◆ Problem details
Quote the records word for word, starting with the line that contains "Every instance of the asphalt" and going on through the line that contains "(670, 1095)", both included, and nothing else.

◆ Material for the task
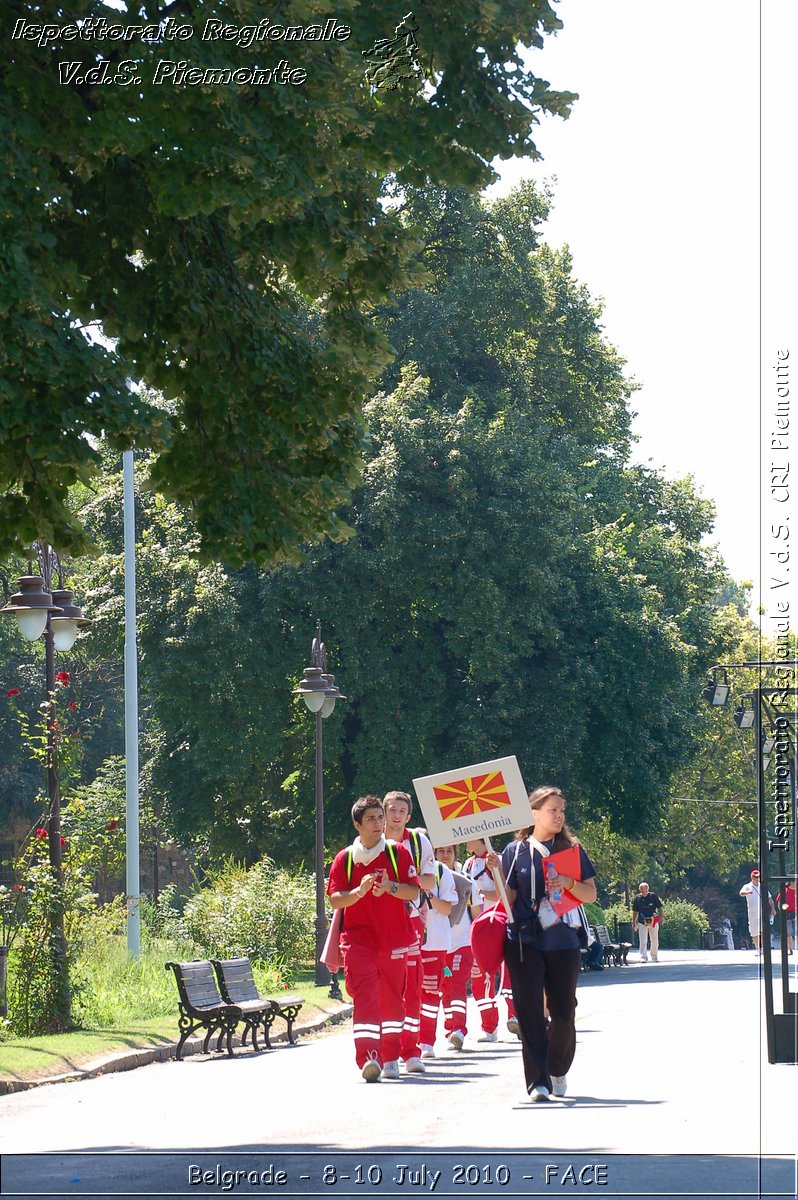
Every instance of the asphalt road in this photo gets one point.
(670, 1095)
--
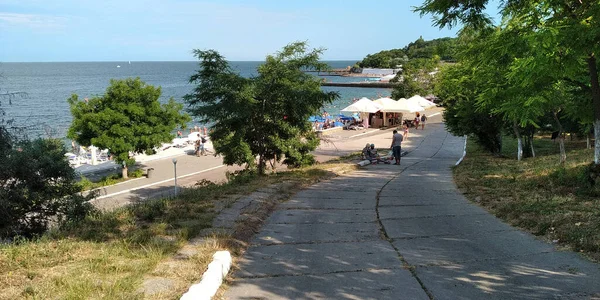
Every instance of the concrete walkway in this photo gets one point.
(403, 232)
* * *
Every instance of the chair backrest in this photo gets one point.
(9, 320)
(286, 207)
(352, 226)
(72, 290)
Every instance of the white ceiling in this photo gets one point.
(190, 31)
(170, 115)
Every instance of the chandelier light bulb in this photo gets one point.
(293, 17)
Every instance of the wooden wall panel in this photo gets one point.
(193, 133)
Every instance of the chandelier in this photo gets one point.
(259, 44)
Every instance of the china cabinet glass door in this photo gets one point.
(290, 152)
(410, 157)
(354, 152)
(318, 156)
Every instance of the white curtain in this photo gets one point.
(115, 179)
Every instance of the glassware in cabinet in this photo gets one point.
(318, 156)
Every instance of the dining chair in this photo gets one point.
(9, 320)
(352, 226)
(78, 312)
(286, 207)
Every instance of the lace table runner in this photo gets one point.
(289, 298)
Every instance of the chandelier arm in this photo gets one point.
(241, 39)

◆ Exercise result
Every instance of the asphalt road in this photo gets one point.
(670, 1095)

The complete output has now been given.